***** The data *****

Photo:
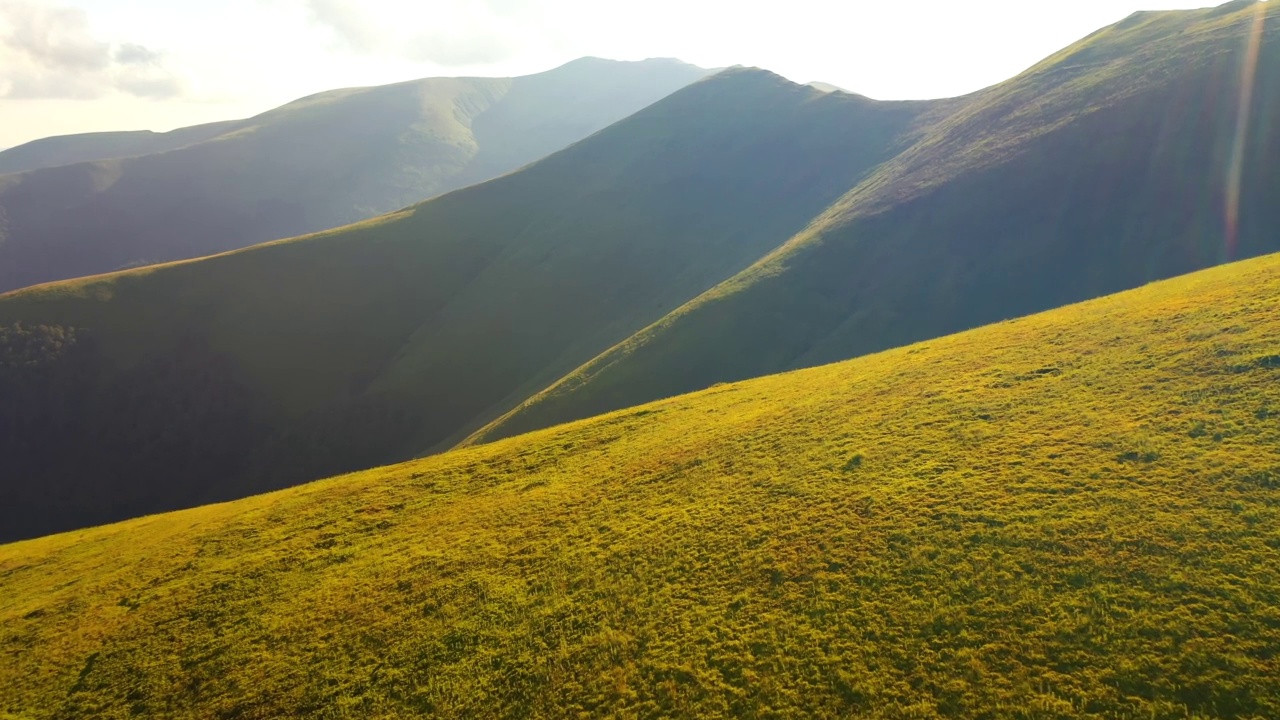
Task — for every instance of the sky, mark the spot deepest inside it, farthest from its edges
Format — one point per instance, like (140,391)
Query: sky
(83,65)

*****
***** The data *****

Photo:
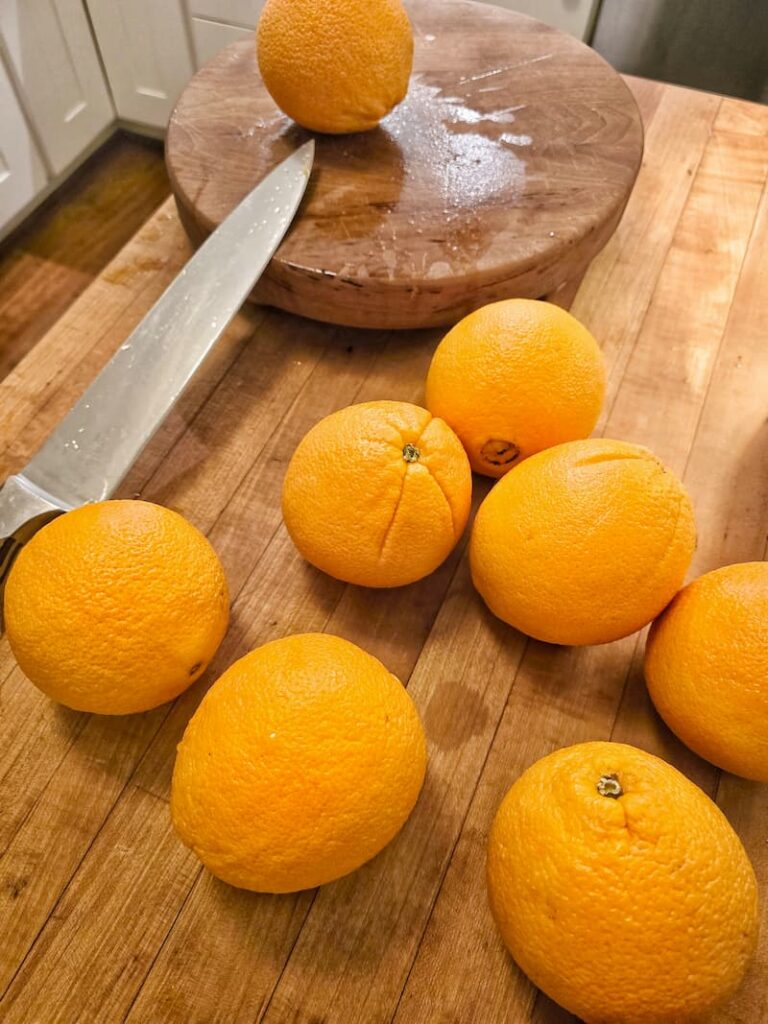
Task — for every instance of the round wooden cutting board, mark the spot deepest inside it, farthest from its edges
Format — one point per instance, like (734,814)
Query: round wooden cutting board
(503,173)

*****
***** The data *****

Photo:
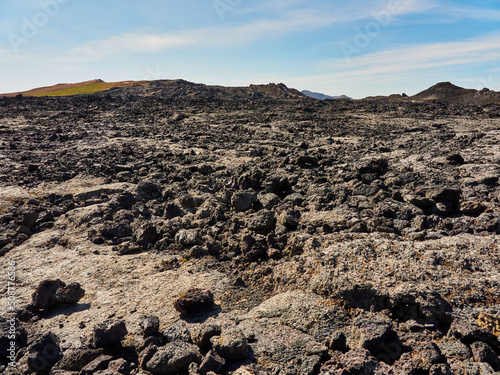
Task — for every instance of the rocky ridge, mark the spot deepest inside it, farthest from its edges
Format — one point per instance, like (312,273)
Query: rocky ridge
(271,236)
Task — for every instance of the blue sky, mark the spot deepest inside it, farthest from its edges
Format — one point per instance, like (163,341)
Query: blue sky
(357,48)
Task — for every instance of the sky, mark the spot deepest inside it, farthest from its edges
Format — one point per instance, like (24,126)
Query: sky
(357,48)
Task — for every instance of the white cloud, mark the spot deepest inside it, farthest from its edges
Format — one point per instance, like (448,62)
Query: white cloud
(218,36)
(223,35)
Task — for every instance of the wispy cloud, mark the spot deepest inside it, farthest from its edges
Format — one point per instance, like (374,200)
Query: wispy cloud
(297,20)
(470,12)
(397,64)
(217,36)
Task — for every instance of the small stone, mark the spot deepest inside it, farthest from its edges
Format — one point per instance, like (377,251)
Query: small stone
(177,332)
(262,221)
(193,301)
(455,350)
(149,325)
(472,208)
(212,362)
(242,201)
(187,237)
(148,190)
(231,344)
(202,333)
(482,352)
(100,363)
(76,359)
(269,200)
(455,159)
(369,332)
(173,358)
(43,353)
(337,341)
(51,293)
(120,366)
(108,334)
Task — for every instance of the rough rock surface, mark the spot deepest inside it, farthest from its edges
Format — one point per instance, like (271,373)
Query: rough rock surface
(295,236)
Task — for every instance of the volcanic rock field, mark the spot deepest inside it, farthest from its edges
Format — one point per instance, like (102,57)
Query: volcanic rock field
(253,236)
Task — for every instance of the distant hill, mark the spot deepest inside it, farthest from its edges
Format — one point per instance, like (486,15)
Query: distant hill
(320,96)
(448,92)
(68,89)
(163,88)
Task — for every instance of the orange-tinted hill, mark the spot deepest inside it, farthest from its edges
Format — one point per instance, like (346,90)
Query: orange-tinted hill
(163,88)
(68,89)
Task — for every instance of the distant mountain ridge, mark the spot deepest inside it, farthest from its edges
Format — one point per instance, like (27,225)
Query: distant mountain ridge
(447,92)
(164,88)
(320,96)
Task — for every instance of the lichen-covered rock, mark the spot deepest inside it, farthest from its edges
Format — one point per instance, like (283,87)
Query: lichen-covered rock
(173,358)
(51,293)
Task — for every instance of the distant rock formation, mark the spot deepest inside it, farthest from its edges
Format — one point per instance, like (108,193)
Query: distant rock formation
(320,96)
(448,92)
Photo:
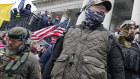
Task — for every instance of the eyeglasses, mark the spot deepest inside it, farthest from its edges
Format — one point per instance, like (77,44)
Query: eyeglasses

*****

Exercise requirements
Render the entries from the line containing "Task — for every instance of the lichen-covered" through the line containing "Query: eyeglasses", both ends included, as a Markdown table with the columns Row and Text. Omit blank lines and leave the pictures out.

Final answer
| Row | Text |
|---|---|
| 1 | Task — for every instance of the lichen-covered rock, mark the spot deepest inside it, farthest from its edges |
| 2 | Format — one point per instance, like (283,87) |
| 3 | Query: lichen-covered rock |
| 4 | (173,358) |
| 5 | (51,293) |
| 6 | Task — for every instance of the distant rock formation, mark the spot deepest inside it, farthest from its edges |
| 7 | Format — one point per instance, like (108,193) |
| 8 | Query: distant rock formation |
| 9 | (320,96) |
| 10 | (448,92) |
| 11 | Photo: |
| 12 | Task — for every instance of the eyeglasses, mark the spot deepest inside it, farthest from its edges |
| 13 | Format — one point per instance, like (77,44) |
| 14 | Query: eyeglasses |